In Germany, successive governments have been forced to charge citizens for over-the-counter drugs and increase co-payments on physician visits and prescription drugs. Anecdotally, waiting lists for certain kinds of treatment are on the rise, and the use of technology such as MRI and CT scanners lags considerably behind the U.S.

As outsiders, it seems to us that the real problem with U.S. health care is not the absence of public provision for the uninsured (who are generally young and healthy), but a lack of competition among health insurers, resulting in mind-bogglingly expensive premiums. The U.S. links the tax deduction for health insurance to employers and not individuals, and current law forbids the selling of health insurance across state boundaries: both of these policies are major barriers to insurance competition and cost control. Until individuals can choose their own portable insurance from a transparent, truly competitive national market, cost pressures will remain unchecked.

U.S. policymakers still enamored of European solutions have better models to choose from. Switzerland enjoys some of the highest quality health care in the world, largely because it has avoided some of the pitfalls of the Franco-German model, allowing a large measure of consumer-driven competition while subsidizing premiums for the indigent with taxpayer dollars. It’s not perfect: mandatory insurance has led to some cartel-like behavior among insurers and given the government increased control over health-care provision, but it has kept a lid on health-care inflation while continuing to offer patients high quality and more choices.

## [Provided data]
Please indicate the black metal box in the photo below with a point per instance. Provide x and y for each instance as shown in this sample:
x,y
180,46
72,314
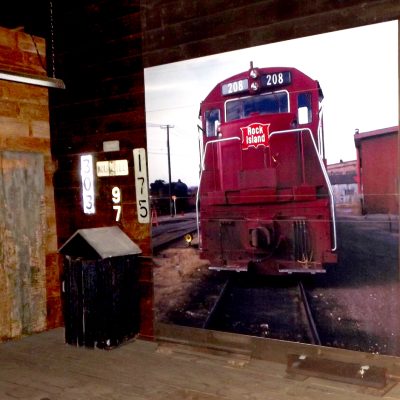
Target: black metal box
x,y
100,287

## [Directions]
Write the next part of the passage on health care in Germany, Switzerland and the U.S., picking up after its final sentence. The records play no part in what comes next.

## [Output of the exercise]
The Dutch have followed suit. The Netherlands for years labored under a Franco-German health-care model that absorbed 30 percent of its GDP growth. In 2006, it shifted to a Swiss-style system in which all citizens must purchase insurance from one of 41 competing private-insurance funds. This introduced a strong element of price competition into the system, with large numbers of switching customers forcing insurers to focus on patients’ needs and increase their back-office efficiency. The new arrangement has injected innovation into the system, too, as insurers seek to steal a march on their competitors. Crucially, costs have been kept under control without rationing. Since the Dutch enacted their reforms, health-care spending inflation has slowed from 4.5 to 3 percent annually, even as quality has improved.

The lessons for the U.S. are clear. Creating a state-subsidized insurer or non-profit co-op to cater to those unable to afford private premiums is the most expensive way of covering the uninsured. As Switzerland and the Netherlands demonstrate, lifting barriers to competition among insurers can provide a more sustainable solution to the cost and access problems that plague American health care. Mandatory insurance, however, needs careful checks on insurance cartel power.

Better still, a uniquely American solution would create universal health-savings accounts (with government subsidies targeted at the poor and high-cost patients) that would encourage consumers to adopt healthy lifestyles and seek care in cost-effective settings—like buying generic drugs at Wal-Mart or seeking basic care from retail clinics. The central insight now lacking in the health-care debate (whether in Europe or the U.S.) is that consumers demand better technology at lower cost from every market where they have “skin in the game”—whether it be electronics or automobiles. A combination of high-deductible catastrophic health insurance and HSAs is the only kind of “universal health care” that will, in the long run, work.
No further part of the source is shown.